**WRITTEN TASKS:**
**a.** According to the Little Luna thread, how many days had Luna been home when her owner first posted?
**b.** Does the Little Luna thread support each statement below? For each, answer yes or no and quote the words that decide it. (i) Taylorbaby says lynx and tabby mean the same thing. (ii) Taylorbaby says Siamese cats produce mitted kittens. (iii) sarahandluna says Luna seems fluffy.
**c.** Carry on the Little Luna thread from the point where it stops.

# Little Luna



## sarahandluna (Apr 24, 2011)

Little luna on her first day home now been 5 days and she loves it herre.


----------



## Cazza1974 (Sep 23, 2009)

Awwww she is gorgeous :001_wub:


----------



## Chez87 (Aug 11, 2010)

Pretty  What breed is she?


----------



## sarahandluna (Apr 24, 2011)

thank you ! i have fallen for her, she is a mixed siamese im not sure but i believe her to be a lynx point siamese which is a mix of tabby. she loves to run around but scares herself often


----------



## Taylorbaby (Jan 10, 2009)

sarahandluna said:


> thank you ! i have fallen for her, she is a mixed siamese im not sure but i believe her to be a lynx point siamese which is a mix of tabby. she loves to run around but scares herself often


she very sweet  she is 100% a 'seal lynx (tabby) point mitted' the pattern, which coloud be a mix of any breed, cant see any siamese in her though 

lynx is the same as tabby, (lynx = american tabby = uk, means the same thing!) its just on the paws/face/legs the same as wher the 'points' are, however siamese dont produces Any mitted cats, so she is a def a cross/mix


----------



## sarahandluna (Apr 24, 2011)

Taylorbaby said:


> she very sweet  she is 100% a 'seal lynx (tabby) point mitted' the pattern, which coloud be a mix of any breed, cant see any siamese in her though
> 
> lynx is the same as tabby, (lynx = american tabby = uk, means the same thing!) its just on the paws/face/legs the same as wher the 'points' are, however siamese dont produces Any mitted cats, so she is a def a cross/mix


Hmm you really think so ? i would love her the same i love that those ones seem more fluffy , but luna doesnt seem to be fluffy.. ?


----------



## Guest (Apr 26, 2011)

She's really so beautiful 

Em
xx


----------



## sarahandluna (Apr 24, 2011)

(Dataset excerpts on object pointing)
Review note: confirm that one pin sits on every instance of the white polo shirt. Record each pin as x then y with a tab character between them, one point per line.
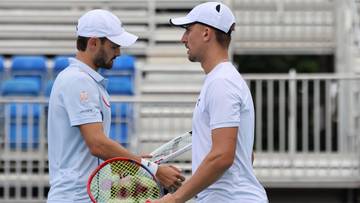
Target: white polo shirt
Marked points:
225	101
78	97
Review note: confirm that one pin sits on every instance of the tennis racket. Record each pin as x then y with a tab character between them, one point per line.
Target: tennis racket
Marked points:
122	180
172	148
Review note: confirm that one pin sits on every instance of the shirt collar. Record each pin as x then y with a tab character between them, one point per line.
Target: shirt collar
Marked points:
92	73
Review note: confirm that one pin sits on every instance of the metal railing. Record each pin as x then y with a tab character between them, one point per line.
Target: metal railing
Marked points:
307	133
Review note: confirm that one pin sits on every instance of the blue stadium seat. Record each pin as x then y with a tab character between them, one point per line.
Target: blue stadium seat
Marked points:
48	87
119	133
30	67
120	85
2	66
124	62
24	125
122	65
21	87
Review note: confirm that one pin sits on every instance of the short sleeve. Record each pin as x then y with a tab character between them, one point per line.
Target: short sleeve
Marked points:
223	104
81	101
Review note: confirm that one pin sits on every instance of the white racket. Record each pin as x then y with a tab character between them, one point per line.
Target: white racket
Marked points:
172	149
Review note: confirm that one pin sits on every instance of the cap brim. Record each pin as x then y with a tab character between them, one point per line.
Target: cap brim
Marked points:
181	21
125	39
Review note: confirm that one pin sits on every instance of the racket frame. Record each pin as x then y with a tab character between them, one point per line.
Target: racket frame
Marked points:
98	168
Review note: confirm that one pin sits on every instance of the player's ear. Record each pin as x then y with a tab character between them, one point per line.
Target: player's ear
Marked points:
206	33
92	43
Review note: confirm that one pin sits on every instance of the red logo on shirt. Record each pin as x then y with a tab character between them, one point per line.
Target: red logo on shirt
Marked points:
106	102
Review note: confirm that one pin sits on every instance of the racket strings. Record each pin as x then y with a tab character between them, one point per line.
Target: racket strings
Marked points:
123	181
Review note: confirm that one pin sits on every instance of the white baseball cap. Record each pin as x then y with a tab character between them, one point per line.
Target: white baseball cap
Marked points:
214	14
102	23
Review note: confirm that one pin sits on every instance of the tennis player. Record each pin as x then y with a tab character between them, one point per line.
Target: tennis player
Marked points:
79	112
223	119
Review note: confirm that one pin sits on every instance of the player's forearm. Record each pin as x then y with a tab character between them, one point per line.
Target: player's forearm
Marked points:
210	170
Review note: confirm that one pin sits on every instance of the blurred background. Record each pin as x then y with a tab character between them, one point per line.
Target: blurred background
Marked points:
300	58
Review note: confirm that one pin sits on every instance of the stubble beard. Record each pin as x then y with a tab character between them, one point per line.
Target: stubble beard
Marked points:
100	60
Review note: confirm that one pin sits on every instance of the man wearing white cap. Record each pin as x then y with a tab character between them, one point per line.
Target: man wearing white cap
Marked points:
79	112
223	118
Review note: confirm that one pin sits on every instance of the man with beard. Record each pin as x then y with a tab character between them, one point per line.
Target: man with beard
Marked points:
79	112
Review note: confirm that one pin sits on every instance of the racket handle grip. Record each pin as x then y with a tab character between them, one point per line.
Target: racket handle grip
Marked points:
153	167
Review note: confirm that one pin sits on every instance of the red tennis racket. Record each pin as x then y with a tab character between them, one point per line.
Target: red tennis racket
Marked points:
122	180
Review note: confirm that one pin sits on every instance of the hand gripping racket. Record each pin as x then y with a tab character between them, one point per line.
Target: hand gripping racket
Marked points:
122	180
172	149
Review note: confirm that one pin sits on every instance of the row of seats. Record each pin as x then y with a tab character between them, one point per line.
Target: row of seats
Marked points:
29	75
23	119
24	128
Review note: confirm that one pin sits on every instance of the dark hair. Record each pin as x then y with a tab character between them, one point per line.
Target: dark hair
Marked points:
224	38
81	42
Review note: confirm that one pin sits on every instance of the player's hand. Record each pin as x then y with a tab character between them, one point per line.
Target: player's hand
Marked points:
169	176
169	198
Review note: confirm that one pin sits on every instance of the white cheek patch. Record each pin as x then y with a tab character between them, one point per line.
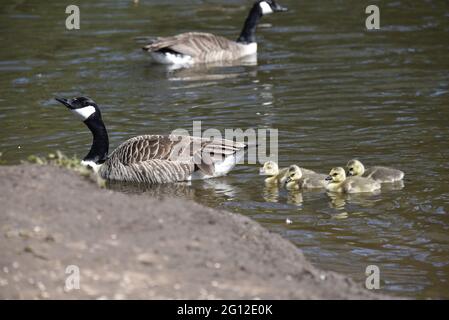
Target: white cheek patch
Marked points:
84	113
266	8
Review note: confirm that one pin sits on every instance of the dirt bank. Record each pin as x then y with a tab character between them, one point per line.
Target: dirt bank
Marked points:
136	247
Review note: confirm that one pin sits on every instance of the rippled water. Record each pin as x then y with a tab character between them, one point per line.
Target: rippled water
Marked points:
334	91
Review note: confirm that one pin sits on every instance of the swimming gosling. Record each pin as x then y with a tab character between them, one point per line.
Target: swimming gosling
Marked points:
380	174
338	182
297	180
153	159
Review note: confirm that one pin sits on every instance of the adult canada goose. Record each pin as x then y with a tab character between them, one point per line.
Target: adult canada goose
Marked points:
198	47
153	158
296	180
380	174
276	175
340	184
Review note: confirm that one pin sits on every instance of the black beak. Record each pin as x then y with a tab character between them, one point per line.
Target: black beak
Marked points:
279	8
65	102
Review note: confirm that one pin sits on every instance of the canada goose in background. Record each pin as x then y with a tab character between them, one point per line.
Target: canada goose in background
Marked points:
276	175
340	184
296	180
198	47
153	158
380	174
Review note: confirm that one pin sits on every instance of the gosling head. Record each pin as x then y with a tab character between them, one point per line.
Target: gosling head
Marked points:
270	6
355	168
294	173
83	107
337	175
270	168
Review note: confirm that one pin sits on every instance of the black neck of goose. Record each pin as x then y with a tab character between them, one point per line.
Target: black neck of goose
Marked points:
100	145
248	34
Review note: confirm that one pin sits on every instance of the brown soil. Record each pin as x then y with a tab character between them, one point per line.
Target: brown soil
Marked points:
130	246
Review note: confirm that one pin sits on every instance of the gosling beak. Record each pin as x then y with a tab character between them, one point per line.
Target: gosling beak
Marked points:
279	8
65	102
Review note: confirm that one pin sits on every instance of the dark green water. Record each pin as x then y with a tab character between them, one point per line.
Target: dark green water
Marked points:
334	91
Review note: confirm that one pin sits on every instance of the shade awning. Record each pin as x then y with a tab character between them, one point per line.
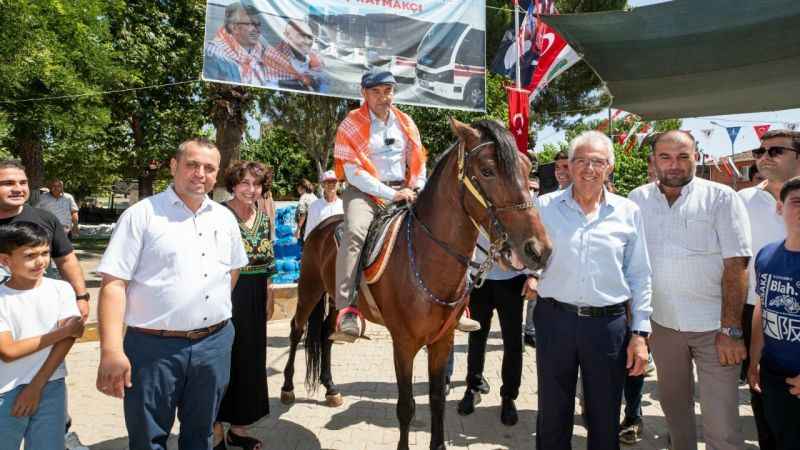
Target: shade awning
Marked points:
689	58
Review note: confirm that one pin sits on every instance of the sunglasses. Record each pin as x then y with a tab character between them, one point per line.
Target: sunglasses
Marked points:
773	151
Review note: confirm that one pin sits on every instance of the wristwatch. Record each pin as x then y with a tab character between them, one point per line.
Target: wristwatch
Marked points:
733	332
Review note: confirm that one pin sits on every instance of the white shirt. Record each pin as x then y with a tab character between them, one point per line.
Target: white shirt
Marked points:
687	243
62	207
598	261
320	210
28	314
177	263
765	226
389	160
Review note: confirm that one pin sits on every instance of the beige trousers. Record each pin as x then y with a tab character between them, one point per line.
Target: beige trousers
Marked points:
359	209
674	351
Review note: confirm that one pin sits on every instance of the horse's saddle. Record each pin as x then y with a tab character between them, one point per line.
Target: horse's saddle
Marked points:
379	242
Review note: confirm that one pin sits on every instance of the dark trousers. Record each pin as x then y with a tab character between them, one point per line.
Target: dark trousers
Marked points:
634	389
504	296
781	410
766	441
170	374
596	345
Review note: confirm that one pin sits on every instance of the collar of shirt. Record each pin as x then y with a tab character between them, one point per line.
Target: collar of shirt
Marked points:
174	200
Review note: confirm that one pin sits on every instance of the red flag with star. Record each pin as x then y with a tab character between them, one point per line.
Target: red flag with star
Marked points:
518	113
761	129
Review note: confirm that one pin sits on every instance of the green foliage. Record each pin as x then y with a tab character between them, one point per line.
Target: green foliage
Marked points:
278	149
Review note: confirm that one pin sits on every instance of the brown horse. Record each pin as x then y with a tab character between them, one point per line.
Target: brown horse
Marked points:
425	287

**EXERCISE RESPONSES:**
**a.** 5 days

**b.**
(i) Yes: "lynx is the same as tabby"
(ii) No: "siamese dont produces Any mitted cats"
(iii) No: "luna doesnt seem to be fluffy"

**c.**
Eroswoof said:


> She's really so beautiful
> 
> Em
> xx


Thank you! also thanks for the advice with the health scare


----------



## Guest (Apr 26, 2011)

sarahandluna said:


> Thank you! also thanks for the advice with the health scare


 no problem at all

Just seen the puss in your signature, sleep well little paws xxxx


----------



## sarahandluna (Apr 24, 2011)

yes she lived a long live to 18 and will never be forgottenthank youu


----------



## Guest (Apr 26, 2011)

sarahandluna said:


> yes she lived a long live to 18 and will never be forgottenthank youu


Oh wow did she? That's wonderful to hear  xxxx


----------



## Kitty_pig (Apr 9, 2011)

awww she is lovely. my new kitty is a luna too hehe  she has lovely colouring xxxx


----------



## sweep (Apr 27, 2011)

How gorgeous!


----------



## Dally Banjo (Oct 22, 2009)

Awwwwwwwwwwwwwwwwwwwwwwww :001_wub: I bet she still gets up to mischeif still even being that cute


----------



## sarahandluna (Apr 24, 2011)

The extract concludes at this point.